Given request: Exactly repeat the line that contains "Where can the waterfront", then every line after it up to and including the final line.

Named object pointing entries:
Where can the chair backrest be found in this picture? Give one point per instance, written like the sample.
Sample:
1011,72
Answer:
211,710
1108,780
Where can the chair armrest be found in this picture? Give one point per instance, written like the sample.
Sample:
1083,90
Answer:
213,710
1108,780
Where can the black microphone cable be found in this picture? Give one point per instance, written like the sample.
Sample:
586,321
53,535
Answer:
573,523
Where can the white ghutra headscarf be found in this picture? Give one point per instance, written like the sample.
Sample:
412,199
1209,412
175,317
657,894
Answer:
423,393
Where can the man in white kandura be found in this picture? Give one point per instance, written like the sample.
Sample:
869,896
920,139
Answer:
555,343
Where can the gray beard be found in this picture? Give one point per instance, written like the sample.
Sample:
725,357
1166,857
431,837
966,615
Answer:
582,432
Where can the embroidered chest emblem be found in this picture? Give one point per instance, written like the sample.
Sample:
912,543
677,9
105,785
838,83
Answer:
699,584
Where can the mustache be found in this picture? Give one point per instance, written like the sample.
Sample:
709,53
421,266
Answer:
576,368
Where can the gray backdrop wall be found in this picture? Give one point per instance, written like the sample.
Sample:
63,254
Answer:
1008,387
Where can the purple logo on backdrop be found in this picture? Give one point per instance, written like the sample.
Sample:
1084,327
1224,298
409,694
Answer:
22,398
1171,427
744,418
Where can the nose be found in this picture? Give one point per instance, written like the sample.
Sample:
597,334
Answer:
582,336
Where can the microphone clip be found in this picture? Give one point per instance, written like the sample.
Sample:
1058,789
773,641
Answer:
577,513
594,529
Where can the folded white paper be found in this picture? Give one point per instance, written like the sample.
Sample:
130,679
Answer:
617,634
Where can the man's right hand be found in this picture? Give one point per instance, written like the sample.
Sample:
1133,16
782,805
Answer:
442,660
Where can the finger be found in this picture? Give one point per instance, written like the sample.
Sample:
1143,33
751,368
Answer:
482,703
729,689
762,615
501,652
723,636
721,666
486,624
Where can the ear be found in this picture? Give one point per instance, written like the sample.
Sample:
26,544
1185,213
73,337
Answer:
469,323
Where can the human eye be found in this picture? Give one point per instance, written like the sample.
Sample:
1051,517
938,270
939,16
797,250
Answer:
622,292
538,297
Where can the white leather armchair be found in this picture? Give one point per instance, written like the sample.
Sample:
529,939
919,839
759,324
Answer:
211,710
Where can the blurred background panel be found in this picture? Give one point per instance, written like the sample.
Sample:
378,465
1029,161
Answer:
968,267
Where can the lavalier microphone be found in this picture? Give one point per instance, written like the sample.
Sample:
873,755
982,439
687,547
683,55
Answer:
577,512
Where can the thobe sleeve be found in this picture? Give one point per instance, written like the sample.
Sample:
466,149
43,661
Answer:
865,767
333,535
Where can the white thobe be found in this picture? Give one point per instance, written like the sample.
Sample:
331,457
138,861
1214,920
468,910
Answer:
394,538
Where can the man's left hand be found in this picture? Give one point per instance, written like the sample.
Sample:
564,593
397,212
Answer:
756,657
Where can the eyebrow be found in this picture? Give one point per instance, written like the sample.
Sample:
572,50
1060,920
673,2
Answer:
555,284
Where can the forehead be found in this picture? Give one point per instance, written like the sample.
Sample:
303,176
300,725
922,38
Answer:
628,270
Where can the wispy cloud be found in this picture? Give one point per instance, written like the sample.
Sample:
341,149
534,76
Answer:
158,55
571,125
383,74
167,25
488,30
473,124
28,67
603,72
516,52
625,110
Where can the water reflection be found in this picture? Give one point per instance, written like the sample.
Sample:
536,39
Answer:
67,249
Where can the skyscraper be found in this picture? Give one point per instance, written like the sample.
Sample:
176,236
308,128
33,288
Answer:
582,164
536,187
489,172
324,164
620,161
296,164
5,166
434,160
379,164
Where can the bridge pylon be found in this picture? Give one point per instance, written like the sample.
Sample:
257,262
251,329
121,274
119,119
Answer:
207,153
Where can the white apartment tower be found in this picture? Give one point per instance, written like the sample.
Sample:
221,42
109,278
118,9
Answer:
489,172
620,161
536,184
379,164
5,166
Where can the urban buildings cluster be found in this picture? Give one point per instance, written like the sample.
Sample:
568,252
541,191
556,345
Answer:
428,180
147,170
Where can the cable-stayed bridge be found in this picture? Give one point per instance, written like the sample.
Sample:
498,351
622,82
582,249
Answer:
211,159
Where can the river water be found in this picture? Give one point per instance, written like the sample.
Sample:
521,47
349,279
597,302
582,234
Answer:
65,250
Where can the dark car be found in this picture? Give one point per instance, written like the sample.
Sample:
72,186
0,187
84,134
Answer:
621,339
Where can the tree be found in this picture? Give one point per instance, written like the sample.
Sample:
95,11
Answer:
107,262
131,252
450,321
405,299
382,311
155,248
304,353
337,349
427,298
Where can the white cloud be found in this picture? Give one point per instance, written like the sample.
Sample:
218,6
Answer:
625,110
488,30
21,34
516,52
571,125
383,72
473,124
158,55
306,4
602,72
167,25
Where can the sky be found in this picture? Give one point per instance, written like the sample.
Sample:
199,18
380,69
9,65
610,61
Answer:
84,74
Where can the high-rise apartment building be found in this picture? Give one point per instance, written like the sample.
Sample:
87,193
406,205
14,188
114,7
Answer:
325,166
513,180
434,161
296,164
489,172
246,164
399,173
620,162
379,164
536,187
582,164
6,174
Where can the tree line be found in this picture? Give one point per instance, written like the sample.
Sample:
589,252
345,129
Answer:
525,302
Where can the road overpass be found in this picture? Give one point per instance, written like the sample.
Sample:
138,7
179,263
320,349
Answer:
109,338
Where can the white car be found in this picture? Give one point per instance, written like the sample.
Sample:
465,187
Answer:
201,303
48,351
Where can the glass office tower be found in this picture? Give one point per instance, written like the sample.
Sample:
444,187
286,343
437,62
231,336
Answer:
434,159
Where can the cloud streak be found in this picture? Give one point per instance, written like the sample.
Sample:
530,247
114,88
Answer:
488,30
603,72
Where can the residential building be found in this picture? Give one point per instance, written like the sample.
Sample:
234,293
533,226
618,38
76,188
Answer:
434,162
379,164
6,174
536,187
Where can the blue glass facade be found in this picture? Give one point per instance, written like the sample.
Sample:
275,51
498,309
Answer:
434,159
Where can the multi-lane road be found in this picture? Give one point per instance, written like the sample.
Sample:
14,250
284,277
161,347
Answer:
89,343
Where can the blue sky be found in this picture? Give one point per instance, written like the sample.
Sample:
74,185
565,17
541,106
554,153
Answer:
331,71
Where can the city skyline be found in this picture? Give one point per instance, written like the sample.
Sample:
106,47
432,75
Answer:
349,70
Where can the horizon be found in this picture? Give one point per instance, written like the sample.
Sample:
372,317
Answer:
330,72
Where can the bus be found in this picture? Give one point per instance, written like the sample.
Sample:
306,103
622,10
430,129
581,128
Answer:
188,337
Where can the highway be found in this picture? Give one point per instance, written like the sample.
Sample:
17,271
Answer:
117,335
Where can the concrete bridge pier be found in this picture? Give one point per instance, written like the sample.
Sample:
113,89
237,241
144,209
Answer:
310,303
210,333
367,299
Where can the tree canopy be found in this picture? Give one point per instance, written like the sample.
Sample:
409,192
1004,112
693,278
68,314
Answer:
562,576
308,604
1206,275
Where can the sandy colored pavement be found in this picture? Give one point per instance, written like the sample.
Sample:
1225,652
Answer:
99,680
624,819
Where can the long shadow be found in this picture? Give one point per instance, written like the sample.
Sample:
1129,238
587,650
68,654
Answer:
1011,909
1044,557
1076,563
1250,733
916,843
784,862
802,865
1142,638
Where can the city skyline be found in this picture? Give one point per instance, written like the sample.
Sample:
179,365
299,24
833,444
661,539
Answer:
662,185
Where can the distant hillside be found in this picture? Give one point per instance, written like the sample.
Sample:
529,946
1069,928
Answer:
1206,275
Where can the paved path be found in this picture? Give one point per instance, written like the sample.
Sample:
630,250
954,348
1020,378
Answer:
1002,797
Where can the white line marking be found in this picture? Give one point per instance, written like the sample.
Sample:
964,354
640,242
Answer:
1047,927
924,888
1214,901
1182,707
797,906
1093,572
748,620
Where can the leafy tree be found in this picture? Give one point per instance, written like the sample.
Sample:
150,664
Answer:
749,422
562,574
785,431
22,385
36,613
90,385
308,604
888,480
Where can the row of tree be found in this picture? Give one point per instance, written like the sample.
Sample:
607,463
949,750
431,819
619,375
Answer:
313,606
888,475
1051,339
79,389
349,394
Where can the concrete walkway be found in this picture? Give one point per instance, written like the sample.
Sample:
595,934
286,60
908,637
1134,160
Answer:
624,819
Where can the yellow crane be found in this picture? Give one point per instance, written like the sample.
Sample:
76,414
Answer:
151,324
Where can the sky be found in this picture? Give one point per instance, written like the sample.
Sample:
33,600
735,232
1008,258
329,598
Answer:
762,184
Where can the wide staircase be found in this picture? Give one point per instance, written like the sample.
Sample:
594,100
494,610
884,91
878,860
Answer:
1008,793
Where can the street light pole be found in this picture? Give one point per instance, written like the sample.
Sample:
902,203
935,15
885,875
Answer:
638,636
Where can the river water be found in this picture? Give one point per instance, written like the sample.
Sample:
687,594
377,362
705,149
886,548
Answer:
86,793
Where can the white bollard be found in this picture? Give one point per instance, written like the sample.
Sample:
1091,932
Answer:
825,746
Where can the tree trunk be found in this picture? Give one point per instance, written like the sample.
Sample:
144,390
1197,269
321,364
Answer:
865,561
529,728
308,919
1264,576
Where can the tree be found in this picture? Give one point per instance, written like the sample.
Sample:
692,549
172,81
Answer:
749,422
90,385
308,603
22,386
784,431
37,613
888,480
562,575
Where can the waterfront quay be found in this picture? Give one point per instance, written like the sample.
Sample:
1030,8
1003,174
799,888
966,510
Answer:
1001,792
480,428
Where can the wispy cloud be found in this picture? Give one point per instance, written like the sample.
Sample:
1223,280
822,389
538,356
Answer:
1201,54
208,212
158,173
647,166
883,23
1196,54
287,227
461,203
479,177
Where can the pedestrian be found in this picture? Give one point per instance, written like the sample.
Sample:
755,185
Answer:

Task solution:
Where can the waterfront quay be found in this picture? Give one point per instance, written like the sample.
Sample:
1030,8
1003,174
799,888
966,510
Answer:
1001,792
480,428
Where can the wispy cloud be found in this picture? Give one point per instance, written like the sample.
Sample:
1223,280
822,389
538,356
Answer:
1201,54
208,212
158,173
647,166
883,23
1196,54
287,227
461,203
479,177
Where can the pedestrian be found in this picture? Give one point per instance, written like the sample.
Sample:
755,185
Answer:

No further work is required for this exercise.